**APPLY WHAT YOU READ**
1. According to the page on health care variations below, how long have John Wennberg and his colleagues been documenting variations in patterns of health care use?
2. Condense the paragraph in the page on health care variations that begins "For more than thirty years, John Wennberg" into a short bulleted list that keeps its main facts.
3. Using the page on health care variations below, explain what reason it suggests for cost problems staying as intractable as ever despite major changes in medical practice.

**PASSAGE SHOWN**
*-*-*

QUICK SEARCH:   [advanced]
Author:
Keyword(s):
Year:  Vol:  Page: 

   

 

This Article
* Abstract
* Submit a response to this article
Services
* E-mail this article to a friend
* Alert me to new issues of the journal

P E R S P E C T I V E S
V A R I A T I O N S
W E B E X C L U S I V E
7 October 2004
Perspective:
Everything New Is Old Again

After thirty years of insightful research and debate,
unexplained variations continue to persist
throughout U.S. health care.


By
Bruce C. Vladeck


ABSTRACT:

For more than thirty years, John Wennberg and his colleagues have been documenting variations in patterns of health care use from one community to the next, which are not explained by illness or demographic patterns. Twenty years ago Health Affairs devoted an issue to a symposium on this work, and it is striking how little some things have changed in the intervening years. In fact, there have been enormous changes in physicians’ behavior and patterns of medical practice, but our cost problems seem as intractable as ever, perhaps because policymakers continue to focus erroneously on the relationship between use and costs.

*-*-*

**EXTRACTED ENTRIES**

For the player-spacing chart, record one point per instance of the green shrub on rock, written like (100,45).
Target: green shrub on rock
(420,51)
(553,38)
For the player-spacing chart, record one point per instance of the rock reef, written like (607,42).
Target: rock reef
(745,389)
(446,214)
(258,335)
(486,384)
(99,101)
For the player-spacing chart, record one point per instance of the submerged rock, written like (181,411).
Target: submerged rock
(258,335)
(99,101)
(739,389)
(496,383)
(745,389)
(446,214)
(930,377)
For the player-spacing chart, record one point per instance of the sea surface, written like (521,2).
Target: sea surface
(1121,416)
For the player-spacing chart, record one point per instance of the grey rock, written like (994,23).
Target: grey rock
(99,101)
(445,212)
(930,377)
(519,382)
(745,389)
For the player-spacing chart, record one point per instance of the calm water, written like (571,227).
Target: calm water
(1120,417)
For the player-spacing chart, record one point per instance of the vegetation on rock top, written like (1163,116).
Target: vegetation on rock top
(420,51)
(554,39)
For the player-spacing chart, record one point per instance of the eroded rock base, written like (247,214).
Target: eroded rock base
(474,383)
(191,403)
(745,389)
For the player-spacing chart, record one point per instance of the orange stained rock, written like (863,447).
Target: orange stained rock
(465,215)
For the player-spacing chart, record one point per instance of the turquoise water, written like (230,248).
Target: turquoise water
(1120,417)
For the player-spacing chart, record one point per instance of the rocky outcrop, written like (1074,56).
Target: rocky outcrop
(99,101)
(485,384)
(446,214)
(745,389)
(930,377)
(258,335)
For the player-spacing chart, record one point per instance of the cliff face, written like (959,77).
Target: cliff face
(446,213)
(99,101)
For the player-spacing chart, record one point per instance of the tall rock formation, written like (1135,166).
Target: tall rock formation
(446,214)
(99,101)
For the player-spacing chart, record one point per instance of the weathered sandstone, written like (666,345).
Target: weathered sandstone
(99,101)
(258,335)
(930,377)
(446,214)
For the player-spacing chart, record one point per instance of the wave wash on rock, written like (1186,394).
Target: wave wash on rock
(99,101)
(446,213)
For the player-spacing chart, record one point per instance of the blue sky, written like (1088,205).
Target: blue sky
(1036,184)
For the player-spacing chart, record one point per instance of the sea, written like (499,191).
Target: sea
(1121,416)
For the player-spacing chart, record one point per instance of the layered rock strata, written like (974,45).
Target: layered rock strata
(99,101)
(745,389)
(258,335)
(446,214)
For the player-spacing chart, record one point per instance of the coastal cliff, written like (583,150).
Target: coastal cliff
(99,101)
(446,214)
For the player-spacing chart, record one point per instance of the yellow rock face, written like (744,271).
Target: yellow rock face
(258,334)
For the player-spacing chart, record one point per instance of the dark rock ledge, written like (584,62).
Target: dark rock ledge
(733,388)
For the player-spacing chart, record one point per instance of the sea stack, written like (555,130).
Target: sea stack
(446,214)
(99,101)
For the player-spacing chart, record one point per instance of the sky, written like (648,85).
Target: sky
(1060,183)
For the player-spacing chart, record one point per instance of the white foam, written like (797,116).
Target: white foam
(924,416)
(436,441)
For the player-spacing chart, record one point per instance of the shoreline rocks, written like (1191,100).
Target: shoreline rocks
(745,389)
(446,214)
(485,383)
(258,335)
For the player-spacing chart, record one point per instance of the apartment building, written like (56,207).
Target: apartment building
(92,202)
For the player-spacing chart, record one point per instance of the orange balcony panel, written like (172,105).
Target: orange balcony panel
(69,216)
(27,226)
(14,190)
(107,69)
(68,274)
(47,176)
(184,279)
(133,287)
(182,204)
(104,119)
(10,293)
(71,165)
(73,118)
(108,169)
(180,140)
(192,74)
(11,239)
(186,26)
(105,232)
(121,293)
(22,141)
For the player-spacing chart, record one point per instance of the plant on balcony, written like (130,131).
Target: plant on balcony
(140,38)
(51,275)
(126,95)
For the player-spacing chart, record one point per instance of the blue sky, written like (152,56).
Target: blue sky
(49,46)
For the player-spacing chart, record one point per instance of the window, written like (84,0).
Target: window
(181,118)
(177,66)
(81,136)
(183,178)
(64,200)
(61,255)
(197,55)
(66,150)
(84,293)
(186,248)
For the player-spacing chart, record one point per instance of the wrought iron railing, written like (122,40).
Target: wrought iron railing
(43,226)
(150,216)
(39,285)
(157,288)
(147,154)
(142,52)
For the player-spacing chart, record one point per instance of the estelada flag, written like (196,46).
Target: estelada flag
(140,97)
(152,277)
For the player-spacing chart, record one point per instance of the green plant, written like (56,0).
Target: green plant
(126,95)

*-*-*

**TASK SOLUTIONS**
1. For more than thirty years.

2.
- For over thirty years, John Wennberg and colleagues have documented community-to-community variations in health care use that illness or demographics do not explain.
- Twenty years ago, Health Affairs devoted an issue to a symposium on this work, and some things have changed little since then.
- Physicians' behavior and patterns of medical practice have changed enormously.
- Cost problems remain as intractable as ever, possibly because policymakers still wrongly focus on the relationship between use and costs.

3. The page suggests that cost problems may remain intractable because policymakers continue to focus, wrongly, on the relationship between use and costs. It presents this as a possible explanation ("perhaps"), not a certain one.